───── Extrait

Elle a eu une évolution en dents de scie, puisqu’on a eu le Covid et le confinement et donc une forte chute de l’ensemble de la délinquance. Après le Covid, on a eu une augmentation de certains items, notamment les violences intrafamiliales et les violences sexuelles. Mais c’est une tendance nationale.
Sur la circonscription d’Yvetot, il y a un peu plus de vols et de cambriolages, mais ça reste relatif. On reste sur des volumes supportables et normaux, pour une population qui grandit. Si on met en balance l’évolution démographique et celle de nos chiffres, on constate qu’on a une augmentation de la population, et donc fatalement une hausse de la délinquance.
"On ne peut plus vivre naïvement"
La délinquance des villes commence-t-elle à investir les campagnes ?

──────────
───── Extraits de données

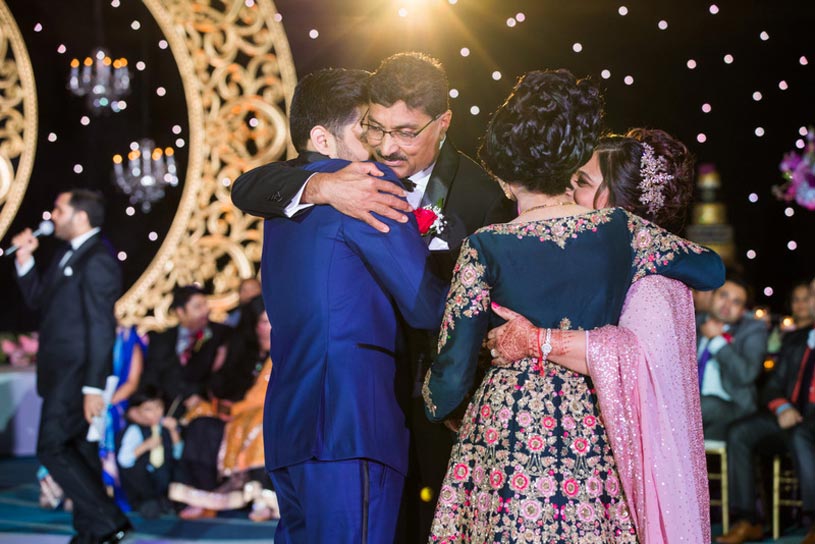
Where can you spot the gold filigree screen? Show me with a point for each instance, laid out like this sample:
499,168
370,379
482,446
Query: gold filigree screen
18,118
235,65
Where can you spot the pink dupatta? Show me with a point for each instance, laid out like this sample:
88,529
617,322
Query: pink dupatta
645,376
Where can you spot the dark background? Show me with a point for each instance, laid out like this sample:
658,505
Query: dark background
359,33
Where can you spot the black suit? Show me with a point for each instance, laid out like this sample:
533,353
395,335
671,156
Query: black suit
163,368
471,199
761,434
740,363
77,333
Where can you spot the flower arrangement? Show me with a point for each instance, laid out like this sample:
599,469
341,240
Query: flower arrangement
19,350
798,170
430,219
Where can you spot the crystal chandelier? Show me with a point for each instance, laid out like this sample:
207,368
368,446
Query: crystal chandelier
101,80
148,172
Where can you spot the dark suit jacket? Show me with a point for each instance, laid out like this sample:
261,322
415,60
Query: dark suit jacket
741,361
163,369
782,379
471,200
77,321
332,287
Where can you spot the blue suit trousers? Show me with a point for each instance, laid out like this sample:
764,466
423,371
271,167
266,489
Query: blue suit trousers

──────────

**Consignes**
[1] Relevez toutes les catégories d'infractions que l'extrait sur la délinquance désigne par leur nom.
[2] D'après l'extrait sur la délinquance, qu'est-ce qui a entraîné une forte chute de l'ensemble de la délinquance ?
[3] Rédigez la suite de l'extrait sur la délinquance, après sa dernière phrase.

**Réponses**
[1] Violences intrafamiliales, violences sexuelles, vols, cambriolages.

[2] Le Covid et le confinement.

[3]
On constate déjà un changement des flux, notamment les flux d’installations des gens. On a plus d’installations dans les campagnes plutôt qu’en ville. Forcément, ça s’accompagne d’une certaine délinquance, d’une certaine envie d’aller voir si l’embourgeoisement de certaines communes permettrait d’aller voler, pour les cambrioleurs, ou de s’approprier certains biens pour les opportunistes. Il y a à la marge ce phénomène-là. Mais on reste plutôt serein dans nos campagnes.
Je sais qu’on ne peut plus vivre naïvement. Auparavant, les gens n’y pensaient pas forcément. On était capable d’aller voir son voisin ou de faire ses courses sans fermer la porte de sa maison. Aujourd’hui, il faut être moins naïf et s’assurer d’une certaine sécurité. Mais se protéger, ce n’est pas vivre en insécurité. C’est juste se prémunir ou en tout cas ralentir la commission d’un fait ou d’un délit. Aujourd’hui, les communes au sein de nos campagnes, en tout cas en Seine-Maritime, sont relativement calmes et préservées des vols et de la délinquance en général.
On doit s’alarmer de certains phénomènes, on doit s’en prémunir et les prévenir, mais il ne faut pas non plus céder à la psychose.
Cyrill Gambini
Comment expliquer, si l’insécurité est basse, qu’on ne se sente pas totalement en sécurité ?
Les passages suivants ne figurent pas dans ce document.